WHAT IS NEEDED. Please reproduce the listing in its entirety, exactly as written, but without images.

────────────────────────────────────────

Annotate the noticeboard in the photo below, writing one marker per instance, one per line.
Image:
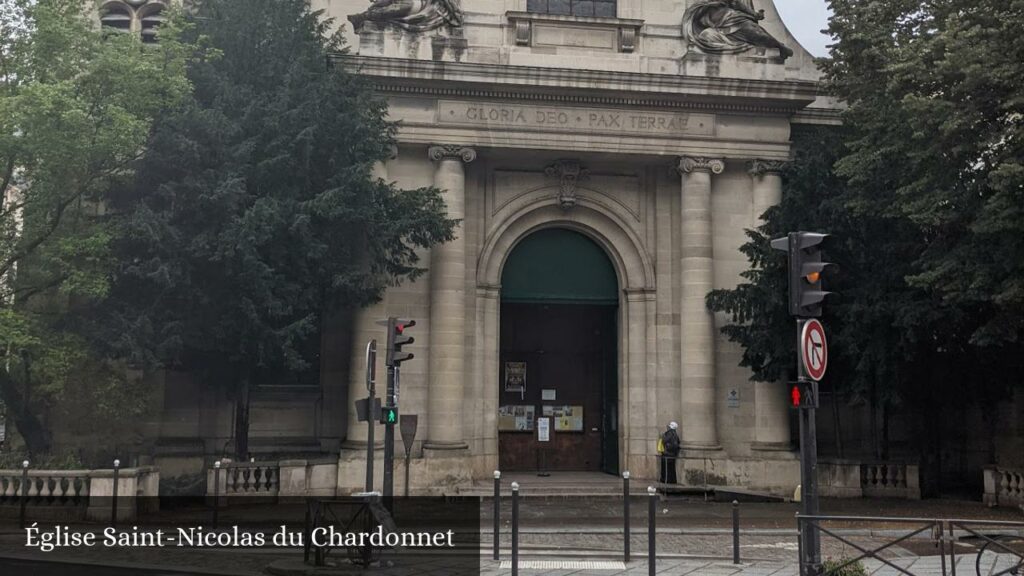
(516, 417)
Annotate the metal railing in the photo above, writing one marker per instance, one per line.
(993, 537)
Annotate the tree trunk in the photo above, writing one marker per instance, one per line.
(885, 432)
(876, 452)
(242, 420)
(37, 438)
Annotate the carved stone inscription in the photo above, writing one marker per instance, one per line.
(576, 119)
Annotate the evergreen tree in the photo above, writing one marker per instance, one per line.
(255, 214)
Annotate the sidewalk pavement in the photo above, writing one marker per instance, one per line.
(919, 566)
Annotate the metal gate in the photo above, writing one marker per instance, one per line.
(966, 547)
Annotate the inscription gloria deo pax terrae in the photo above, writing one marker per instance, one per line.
(576, 119)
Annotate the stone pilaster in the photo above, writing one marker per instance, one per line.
(767, 176)
(445, 363)
(697, 417)
(771, 410)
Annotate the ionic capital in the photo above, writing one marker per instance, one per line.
(688, 164)
(762, 167)
(437, 153)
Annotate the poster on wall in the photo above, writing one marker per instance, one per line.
(515, 377)
(567, 418)
(516, 417)
(544, 429)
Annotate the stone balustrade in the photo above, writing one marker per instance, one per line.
(853, 479)
(897, 480)
(273, 480)
(75, 495)
(1004, 487)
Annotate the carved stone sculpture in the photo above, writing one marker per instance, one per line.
(414, 15)
(569, 173)
(728, 27)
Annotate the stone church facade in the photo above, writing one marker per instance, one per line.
(604, 158)
(656, 130)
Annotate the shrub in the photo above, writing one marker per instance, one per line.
(830, 567)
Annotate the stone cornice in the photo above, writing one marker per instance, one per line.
(583, 86)
(762, 167)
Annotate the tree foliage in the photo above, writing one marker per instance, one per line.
(76, 108)
(936, 109)
(924, 192)
(255, 212)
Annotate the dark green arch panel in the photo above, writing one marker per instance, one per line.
(559, 265)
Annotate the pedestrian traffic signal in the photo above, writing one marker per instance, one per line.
(804, 394)
(396, 338)
(806, 269)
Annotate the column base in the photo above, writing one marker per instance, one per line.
(773, 446)
(360, 445)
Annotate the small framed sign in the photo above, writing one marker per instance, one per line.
(515, 376)
(544, 429)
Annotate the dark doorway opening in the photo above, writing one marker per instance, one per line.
(558, 357)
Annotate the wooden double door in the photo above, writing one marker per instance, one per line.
(566, 357)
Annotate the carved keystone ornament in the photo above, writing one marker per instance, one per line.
(456, 152)
(689, 164)
(569, 173)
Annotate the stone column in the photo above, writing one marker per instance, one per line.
(365, 328)
(771, 409)
(697, 418)
(445, 364)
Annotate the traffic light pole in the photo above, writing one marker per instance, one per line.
(371, 405)
(810, 565)
(389, 439)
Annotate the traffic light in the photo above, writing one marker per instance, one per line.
(806, 270)
(804, 395)
(396, 338)
(389, 415)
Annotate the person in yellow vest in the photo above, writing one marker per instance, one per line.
(668, 449)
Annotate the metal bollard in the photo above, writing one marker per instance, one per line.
(498, 511)
(25, 492)
(651, 520)
(735, 532)
(626, 516)
(114, 499)
(216, 491)
(515, 529)
(800, 546)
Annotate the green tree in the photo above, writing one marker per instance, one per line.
(76, 108)
(936, 109)
(256, 213)
(887, 336)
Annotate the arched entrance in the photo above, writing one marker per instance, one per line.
(559, 302)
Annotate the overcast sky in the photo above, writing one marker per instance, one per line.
(806, 19)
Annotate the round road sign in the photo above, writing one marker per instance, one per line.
(814, 350)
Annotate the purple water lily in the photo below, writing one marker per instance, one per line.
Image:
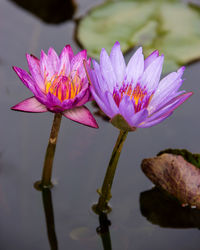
(59, 85)
(133, 95)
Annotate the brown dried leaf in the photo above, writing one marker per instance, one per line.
(175, 175)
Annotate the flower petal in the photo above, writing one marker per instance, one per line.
(169, 107)
(81, 115)
(135, 67)
(118, 63)
(65, 60)
(107, 71)
(151, 58)
(139, 117)
(34, 68)
(53, 59)
(77, 64)
(102, 103)
(151, 75)
(30, 105)
(156, 121)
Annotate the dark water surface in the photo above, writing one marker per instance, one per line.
(81, 159)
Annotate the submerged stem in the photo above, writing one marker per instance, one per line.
(105, 191)
(50, 151)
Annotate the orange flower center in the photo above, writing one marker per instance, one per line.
(138, 95)
(64, 87)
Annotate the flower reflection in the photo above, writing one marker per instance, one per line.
(59, 85)
(133, 95)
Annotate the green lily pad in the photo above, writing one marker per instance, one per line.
(170, 26)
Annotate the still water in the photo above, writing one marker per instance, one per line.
(140, 219)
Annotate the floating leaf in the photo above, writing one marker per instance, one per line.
(170, 26)
(188, 156)
(175, 175)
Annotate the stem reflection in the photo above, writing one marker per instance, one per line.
(105, 191)
(49, 216)
(103, 231)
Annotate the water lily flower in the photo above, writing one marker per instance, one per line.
(59, 85)
(133, 95)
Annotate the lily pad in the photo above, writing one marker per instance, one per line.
(160, 209)
(170, 26)
(175, 175)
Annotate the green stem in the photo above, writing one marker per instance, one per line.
(50, 151)
(105, 192)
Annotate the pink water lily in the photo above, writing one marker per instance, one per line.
(59, 85)
(133, 95)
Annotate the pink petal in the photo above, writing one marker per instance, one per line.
(24, 77)
(150, 58)
(77, 61)
(107, 71)
(135, 67)
(65, 60)
(118, 63)
(54, 59)
(47, 67)
(30, 105)
(81, 115)
(151, 75)
(34, 68)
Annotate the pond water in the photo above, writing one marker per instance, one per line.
(140, 219)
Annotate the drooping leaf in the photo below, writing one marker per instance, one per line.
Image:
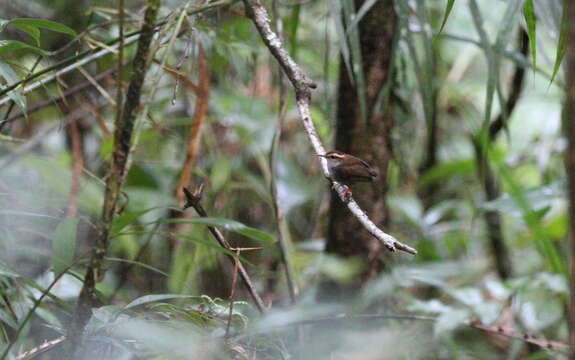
(367, 5)
(561, 43)
(43, 24)
(138, 263)
(446, 170)
(64, 244)
(448, 8)
(11, 77)
(30, 30)
(154, 298)
(8, 46)
(529, 14)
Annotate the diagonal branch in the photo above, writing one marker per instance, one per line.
(193, 200)
(302, 87)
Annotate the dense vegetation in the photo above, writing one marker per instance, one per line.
(161, 197)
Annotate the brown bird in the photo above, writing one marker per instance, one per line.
(348, 169)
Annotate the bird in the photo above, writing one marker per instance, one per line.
(348, 169)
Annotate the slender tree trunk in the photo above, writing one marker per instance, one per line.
(569, 132)
(368, 139)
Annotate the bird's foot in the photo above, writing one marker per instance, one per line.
(344, 192)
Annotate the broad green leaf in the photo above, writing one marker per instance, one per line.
(230, 225)
(448, 8)
(64, 244)
(154, 298)
(8, 46)
(529, 14)
(11, 77)
(561, 43)
(30, 30)
(43, 24)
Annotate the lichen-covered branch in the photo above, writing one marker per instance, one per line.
(302, 86)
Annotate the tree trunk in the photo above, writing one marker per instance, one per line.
(569, 132)
(368, 139)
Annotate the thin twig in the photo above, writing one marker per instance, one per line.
(119, 85)
(57, 99)
(77, 166)
(302, 87)
(232, 292)
(194, 10)
(193, 200)
(283, 230)
(202, 92)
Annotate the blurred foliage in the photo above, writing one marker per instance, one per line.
(166, 294)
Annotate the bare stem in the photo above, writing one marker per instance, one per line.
(193, 200)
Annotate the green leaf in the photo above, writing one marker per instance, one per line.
(367, 5)
(43, 24)
(448, 8)
(8, 46)
(138, 263)
(529, 14)
(229, 225)
(11, 77)
(64, 244)
(220, 173)
(30, 30)
(154, 298)
(561, 43)
(447, 170)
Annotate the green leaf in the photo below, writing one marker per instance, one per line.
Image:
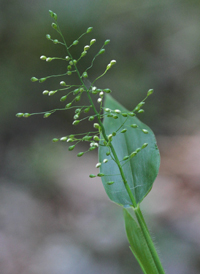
(141, 169)
(138, 245)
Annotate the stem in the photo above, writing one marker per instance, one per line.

────────────────────────────────────────

TASK RESPONSE.
Annotate the noticeboard in the photo below, writing one marker per instance, one per line.
Image:
(516, 417)
Annotate the metal railing in the photo above, writing one marker per instance, one per line.
(993, 537)
Annotate the tree trunk in the photo above, writing one marker per instance, one per line.
(885, 432)
(876, 452)
(242, 420)
(37, 438)
Annotate the carved stone inscription in the photo above, writing one marker per instance, one per line.
(576, 119)
Annotate the evergreen tree in the photo above, writing one marker per instance, one per line.
(255, 214)
Annotate the sidewalk pavement in the photo above, writing one marker per instance, one per line.
(919, 566)
Annotate the metal gate in the photo above, writing one marker per instance, one per line.
(966, 547)
Annotate the inscription gloria deo pax terrae in the photo above, writing one marker per instance, one per line.
(576, 119)
Annotate the stone pilaster in the photo above, writing one marker per instance, one per line.
(767, 176)
(445, 363)
(697, 417)
(771, 410)
Annotate the ionic capital in the photo above, writing one marker per instance, one per line.
(688, 164)
(762, 167)
(437, 153)
Annotate the poster on wall in the photo above, writing one marker per instance, one per line.
(515, 377)
(567, 418)
(516, 417)
(544, 429)
Annotate the stone balustrade in the photo above, writing one marker per instance, one per line.
(853, 479)
(897, 480)
(273, 480)
(75, 495)
(1004, 487)
Annotate the carved stone sculpture in the photo above, writing one marker per instance, one per line.
(414, 15)
(569, 173)
(728, 27)
Annotate the stone church facade in the photo above, writing one marker per instance, one per line.
(604, 158)
(656, 130)
Annotate the shrub in the photo above, writing one marker per instance, one per line.
(830, 567)
Annotate the stone cornice in the photo above, writing one marker per instance, one per line.
(583, 86)
(762, 167)
Annotate the tree foliage in the photo above, writing one marker per instance, one per line.
(76, 108)
(936, 109)
(924, 192)
(255, 212)
Annotate the dark green arch panel in the photo above, writing one marker per instance, one per line.
(559, 265)
Annotate the pedestrian traffic signal in the photo above, writing one marker per instance, one per line.
(804, 394)
(396, 338)
(806, 269)
Annotate the column base in the photo above, writing one marker per instance, one per line.
(773, 446)
(360, 445)
Annotate the small framed sign in the photo above, writing one marker per instance, one per line.
(515, 376)
(544, 429)
Annotate the dark doorway opening in the photo above, writing one marker per instance, one per line.
(558, 357)
Annotate the wooden double door in the photo above, writing one marker per instance, one per line.
(566, 357)
Annotate the carved keystone ornament in the photo above, writing one marker per instance, one per line.
(456, 152)
(689, 164)
(569, 173)
Annotate the stone column in the photo above, writing one marker per instance, one per line.
(365, 328)
(771, 409)
(697, 418)
(445, 364)
Annotate the traffic light pole in the photo above, writing one marker per instance, one per line.
(371, 405)
(810, 565)
(389, 439)
Annotate the traffic light in the photo above, writing one marker per instance, one per line.
(806, 270)
(804, 395)
(396, 338)
(389, 415)
Annotate the person in yellow vest in the photo above, writing one marker per instance, one per line.
(668, 449)
Annotate the metal bollard in the photo above, writing one marker per instance, one per line.
(498, 511)
(25, 492)
(651, 520)
(735, 532)
(626, 516)
(114, 499)
(216, 491)
(515, 529)
(800, 546)
Annotate the green tree in the photo above, writing one marker per instance, one per line.
(76, 108)
(936, 109)
(256, 213)
(887, 336)
Annotate the arched entrance in the photo above, writing one marker per instance, one per line.
(559, 302)
Annotate the overcast sky in the photo above, writing one marker per instance, one per line.
(806, 19)
Annotate the round road sign in the photo above, writing one marker per instance, one per line.
(814, 350)
Annotate the purple water lily in the photo below, writing one marker per instance, one per line.
Image:
(59, 85)
(133, 95)
Annotate the brown dried leaf in the photo above, writing one marker per instance, one per line.
(175, 175)
Annotate the flower petal in the photo above, writing one marker per instance, one per line.
(169, 107)
(81, 115)
(135, 67)
(118, 63)
(65, 60)
(107, 71)
(151, 58)
(139, 117)
(34, 68)
(53, 59)
(77, 64)
(102, 103)
(151, 75)
(30, 105)
(156, 121)
Annotate the dark water surface in the photo above, writing one marker per instance, one per line.
(81, 159)
Annotate the submerged stem in the photo above, writing one marker per instance, one per line.
(105, 191)
(50, 151)
Annotate the orange flower center in the photo above, writing one marker per instance, one per line.
(138, 95)
(64, 87)
Annotate the flower reflection in the photo above, writing one marker per instance, one per line.
(59, 85)
(133, 95)
Annotate the green lily pad in the photo above, writing one marker per instance, one per line.
(170, 26)
Annotate the still water in the photo above, writing one marker per instance, one per line.
(140, 219)
Annotate the floating leaf in the photo above, writing one marker per instance, one per line.
(170, 26)
(188, 156)
(175, 175)
Annotate the stem reflection in the photo above, writing one marker per instance, one per line.
(105, 191)
(49, 216)
(103, 231)
Annotate the water lily flower in the photo above, writing one marker per instance, one per line.
(59, 85)
(133, 95)
Annotate the lily pad in the photo above, writing one marker per instance, one per line.
(160, 209)
(170, 26)
(175, 175)
Annotate the green stem in the photo above, writing one marker per instance, one per line.
(50, 151)
(105, 192)
Annotate the pink water lily in the photo above, writing one marker per instance, one per line.
(59, 85)
(133, 95)
Annotate the pink petal in the photo above, writing one marker per instance, one per line.
(24, 77)
(150, 58)
(77, 61)
(107, 71)
(135, 67)
(65, 60)
(118, 63)
(54, 59)
(47, 67)
(30, 105)
(81, 115)
(151, 75)
(34, 68)
Annotate the pond water in the photo above, writing one marker per instance, one per line.
(140, 219)
Annotate the drooping leaf in the photo below, writing one marker per instance, one per line.
Image:
(367, 5)
(561, 43)
(43, 24)
(138, 263)
(446, 170)
(64, 244)
(448, 8)
(11, 77)
(30, 30)
(154, 298)
(8, 46)
(529, 14)
Annotate the diagonal branch in the photo above, writing one marker per instance, one per line.
(193, 200)
(302, 87)
Annotate the dense vegetation in the photo above, writing one marker per instance, one per line.
(161, 197)
Annotate the brown bird in the photo above, writing one marker per instance, one per line.
(348, 169)
Annotate the bird in the photo above, writing one marker per instance, one per line.
(348, 169)
Annotate the slender tree trunk in the photo above, writing one marker per instance, one per line.
(569, 132)
(368, 139)
Annotate the bird's foot in the photo above, writing one marker per instance, one per line.
(344, 192)
Annotate the broad green leaf in the photo above, writing one marker per instance, one per line.
(230, 225)
(448, 8)
(64, 244)
(154, 298)
(8, 46)
(529, 14)
(11, 77)
(561, 43)
(30, 30)
(43, 24)
Annotate the lichen-covered branch in the photo above, writing one marker per instance, one per line.
(302, 86)
Annotate the tree trunk in the photo above, writing one marker per instance, one per line.
(569, 132)
(368, 139)
Annotate the thin twig in the photo above, writing one marker per instance, one per line.
(119, 85)
(57, 99)
(77, 166)
(302, 87)
(232, 292)
(194, 10)
(193, 200)
(283, 230)
(202, 92)
Annotate the blurred foliage in the photo above, writing one marker per instance, one per line.
(166, 294)
Annotate the bare stem in the photo above, writing one marker per instance, one per line.
(193, 200)
Annotate the green leaf in the photo above, writing one marker per instance, one per line.
(367, 5)
(43, 24)
(448, 8)
(8, 46)
(138, 263)
(529, 14)
(229, 225)
(11, 77)
(64, 244)
(220, 173)
(30, 30)
(154, 298)
(561, 43)
(447, 170)
Annotate the green leaf in the photo below, writing one marker per instance, one per line.
Image:
(141, 169)
(138, 245)
Annotate the stem in the photo above, writing one marker per instance, one per line.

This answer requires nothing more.